▶ _Tasks for this exercise_:
1) Condense the paragraph of the inspection report that opens "Verona Avenue provides accommodation" into a short bulleted list of its main facts.
2) Pull out, word for word, the passage of the inspection report that begins at the words "The inspection was" and stops after the words "of the service.".

Systems were in place to support people with budgeting, shopping and cooking.

The person living at the home felt the staff were very caring and supportive.

People’s needs had been fully assessed and interventions and goals set with people’s involvement. These were detailed in care plans that were up to date with evidence of regular reviews. Care plans were person centred focussing on their goals for rehabilitation.

People were supported with leisure and recreational goals as well as domestic routines so that they could fill their time meaningfully as well as working to rehabilitation goals.

There was a system in place for managing complaints that people were aware of. No complaints had been made about the service since our last inspection.

The service was well-led with an open culture and management sought continual improvement.

There were systems in place to monitor the quality of service provided to people.

Inspection carried out on 27 July 2015

During a routine inspection

The inspection was announced and took place on 27 July 2015. We arranged the inspection date with the registered manager a few days before our visit that we would be inspecting this service. This was to make sure staff and people we needed to speak with were available.

Verona Avenue provides accommodation and personal care for up to four people who are recovering from brain injury. The service was first registered in November 2013. However, the first person was only admitted to the home in December 2014, with staged admissions for the other two people who now lived at the home. This was our first inspection of the service.

▶ _Given data_:
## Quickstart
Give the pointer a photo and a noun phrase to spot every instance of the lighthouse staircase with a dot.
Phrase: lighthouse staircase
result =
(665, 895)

▶ _Answers to this exercise_:
1)
- Verona Avenue provides accommodation and personal care for up to four people recovering from brain injury.
- The service was first registered in November 2013.
- The first person was admitted in December 2014. The other two current residents were admitted in stages.
- This was the first inspection of the service.

2)
The inspection was announced and took place on 27 July 2015. We arranged the inspection date with the registered manager a few days before our visit that we would be inspecting this service. This was to make sure staff and people we needed to speak with were available.

Verona Avenue provides accommodation and personal care for up to four people who are recovering from brain injury. The service was first registered in November 2013. However, the first person was only admitted to the home in December 2014, with staged admissions for the other two people who now lived at the home. This was our first inspection of the service.